DOCUMENT EXCERPT =>
%%

UK SUPREME COURT DECIDES ITS FIRST EVER NAUTICAL COLLISION CASE

In the first nautical collision case to come before it, the UK Supreme Court, in a judgement handed down on 19 February 2021, has allowed an appeal on (to use the words in the opening part of the judgement itself) “…two important questions of construction of the International Regulations for Preventing Collisions at Sea 1972 as amended (“the Collision Regulations”). Both questions relate to the application of the “crossing rules”, as set out in rules 15-17 of the Collision Regulations. These rules apply where two powerdriven vessels are crossing so as to involve a risk of collision. They require the vessel which has the other on her starboard side to keep out of the way (the “give-way vessel”) whilst the other vessel is required to keep her course and speed (the “standon vessel”). They are of cardinal importance to the safety of navigation”.

The case is Evergreen Marine (UK) Ltd v Nautical Challenge Ltd [2021] UKSC 6. The first instance decision had been delivered by Teare J in Nautical Challenge Ltd v Evergreen Marine (UK) Ltd [2017] EWHC 453 (Admlty), and it was subsequently upheld by the Court of Appeal (sub nom Evergreen Marine (UK) Ltd v Nautical Challenge Ltd [2018] EWCA Civ 2173).

The brief facts were these. A collision between Evergreen’s vessel (“Ever Smart”) and Nautical Challenge’s vessel (“Alexandra 1”) occurred on 11 February 2015 just outside the dredged channel by which vessels enter and exit the port of Jebel Ali in the UAE. Alexandra 1 was inbound; Ever Smart was outward bound. The damage suffered by Alexandra 1 amounted to over US$9.3 million and the damage suffered by Ever Smart amounted to over US$2.5 million.

At first instance, Teare J held that Ever Smart should bear 80% of the liability for the collision and Alexandra 1 should bear 20%. He held that the crossing rules (Rules 15-17 of the International Regulations for Preventing Collisions at Sea 1972 (as amended) (“the Regulations”)) did not apply and therefore that Alexandra 1 had not navigated in breach of Rule 16 of the Regulations, the “crossing rule”, which was said by Evergreen to have applied to the Alexandra 1. The Court of Appeal, in dismissing Evergreen’s appeal, essentially adopted Teare J’s reasoning in its entirety. Evergreen brought a further appeal before the UK Supreme Court. This appeal was heard on 5 and 6 October 2020, and the submissions of Evergreen’s counsel (Simon Rainey QC, who did not appear in either of the lower courts) focussed largely on Teare J’s analysis and conclusions, given that the Court of Appeal had essentially repeated and approved them in its own decision.

%%

COLLECTED DATA =>
%%

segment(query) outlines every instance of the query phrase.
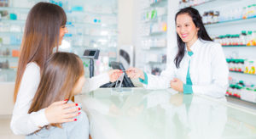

%%

WHAT TO WORK ON =>
1/ In the article on the Supreme Court collision case, on what date did the collision between Ever Smart and Alexandra 1 occur?
2/ Rewrite everything from "The case is" down to "EWCA Civ 2173)." in the article on the Supreme Court collision case, putting "appellate court" in place of "Court of Appeal".

ANSWERS FOR THIS EXERCISE =>
1/ 11 February 2015

2/
The case is Evergreen Marine (UK) Ltd v Nautical Challenge Ltd [2021] UKSC 6. The first instance decision had been delivered by Teare J in Nautical Challenge Ltd v Evergreen Marine (UK) Ltd [2017] EWHC 453 (Admlty), and it was subsequently upheld by the appellate court (sub nom Evergreen Marine (UK) Ltd v Nautical Challenge Ltd [2018] EWCA Civ 2173).